-------- Extract provided

Skip to content

rocBLAS 2.47.0 for ROCm 5.5.0

Compare
Choose a tag to compare
@rocm-ci rocm-ci released this 01 May 21:04
cdd561f

Added

  • added functionality rocblas_geam_ex for matrix-matrix minimum operations
  • added HIP Graph support as beta feature for rocBLAS Level 1, Level 2, and Level 3(pointer mode host) functions
  • added beta features API. Exposed using compiler define ROCBLAS_BETA_FEATURES_API
  • added support for vector initialization in the rocBLAS test framework with negative increments
  • added windows build documentation for forthcoming support using ROCm HIP SDK
  • added scripts to plot performance for multiple functions

Optimizations

  • improved performance of Level 2 rocBLAS GEMV for float and double precision. Performance enhanced by 150-200% for certain problem sizes when (m==n) measured on a gfx90a GPU.

----------------

Given task 1:
Answer these questions about the rocBLAS release notes:
(a) Which compiler define exposes the beta features API?
(b) On which GPU was the improved GEMV performance measured?
(c) Which functionality was added for matrix-matrix minimum operations?

-------- Supplied data

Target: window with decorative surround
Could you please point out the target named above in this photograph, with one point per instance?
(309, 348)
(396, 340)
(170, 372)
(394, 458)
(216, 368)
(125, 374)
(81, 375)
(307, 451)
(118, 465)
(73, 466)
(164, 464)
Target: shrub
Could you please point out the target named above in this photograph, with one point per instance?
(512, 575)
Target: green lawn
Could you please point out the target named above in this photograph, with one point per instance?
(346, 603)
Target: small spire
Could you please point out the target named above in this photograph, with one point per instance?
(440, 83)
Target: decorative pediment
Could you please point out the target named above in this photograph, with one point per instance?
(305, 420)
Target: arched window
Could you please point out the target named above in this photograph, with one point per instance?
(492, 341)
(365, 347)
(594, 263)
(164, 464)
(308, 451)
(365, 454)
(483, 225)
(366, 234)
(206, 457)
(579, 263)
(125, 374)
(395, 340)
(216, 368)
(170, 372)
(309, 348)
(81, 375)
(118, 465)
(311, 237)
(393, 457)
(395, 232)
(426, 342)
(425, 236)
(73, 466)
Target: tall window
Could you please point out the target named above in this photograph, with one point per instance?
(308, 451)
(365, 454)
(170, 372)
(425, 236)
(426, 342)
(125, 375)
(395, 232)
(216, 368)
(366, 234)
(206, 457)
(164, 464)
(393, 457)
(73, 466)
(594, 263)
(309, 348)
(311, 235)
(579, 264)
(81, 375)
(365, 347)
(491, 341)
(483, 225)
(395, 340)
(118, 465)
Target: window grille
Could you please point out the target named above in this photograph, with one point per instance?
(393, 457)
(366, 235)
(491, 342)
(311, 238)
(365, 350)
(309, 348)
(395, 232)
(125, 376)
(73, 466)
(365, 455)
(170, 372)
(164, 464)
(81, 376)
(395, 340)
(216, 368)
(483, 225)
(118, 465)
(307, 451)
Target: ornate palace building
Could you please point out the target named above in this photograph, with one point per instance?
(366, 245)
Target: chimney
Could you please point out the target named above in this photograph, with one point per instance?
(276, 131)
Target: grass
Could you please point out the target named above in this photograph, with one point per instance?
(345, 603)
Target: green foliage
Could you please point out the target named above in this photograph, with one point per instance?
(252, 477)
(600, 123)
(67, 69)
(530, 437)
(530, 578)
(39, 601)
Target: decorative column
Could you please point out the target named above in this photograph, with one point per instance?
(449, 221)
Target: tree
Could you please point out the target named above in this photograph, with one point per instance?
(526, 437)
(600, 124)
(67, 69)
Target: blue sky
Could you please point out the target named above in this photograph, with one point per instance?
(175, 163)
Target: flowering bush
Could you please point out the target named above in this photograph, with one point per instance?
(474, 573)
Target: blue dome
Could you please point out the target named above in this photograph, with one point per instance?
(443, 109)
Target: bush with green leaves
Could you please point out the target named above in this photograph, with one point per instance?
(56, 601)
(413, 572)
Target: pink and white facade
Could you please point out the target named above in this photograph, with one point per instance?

----------------

Given task 2: Copy the lines of the records, starting with the line that contains "Target: blue sky" and going on through the end of the records, keeping every line unchanged.

Written answer 1:
(a) ROCBLAS_BETA_FEATURES_API
(b) A gfx90a GPU
(c) rocblas_geam_ex

Written answer 2:
Target: blue sky
Could you please point out the target named above in this photograph, with one point per instance?
(175, 163)
Target: flowering bush
Could you please point out the target named above in this photograph, with one point per instance?
(474, 573)
Target: blue dome
Could you please point out the target named above in this photograph, with one point per instance?
(443, 109)
Target: bush with green leaves
Could you please point out the target named above in this photograph, with one point per instance?
(56, 601)
(413, 572)
Target: pink and white facade
Could you please point out the target named above in this photograph, with one point per instance?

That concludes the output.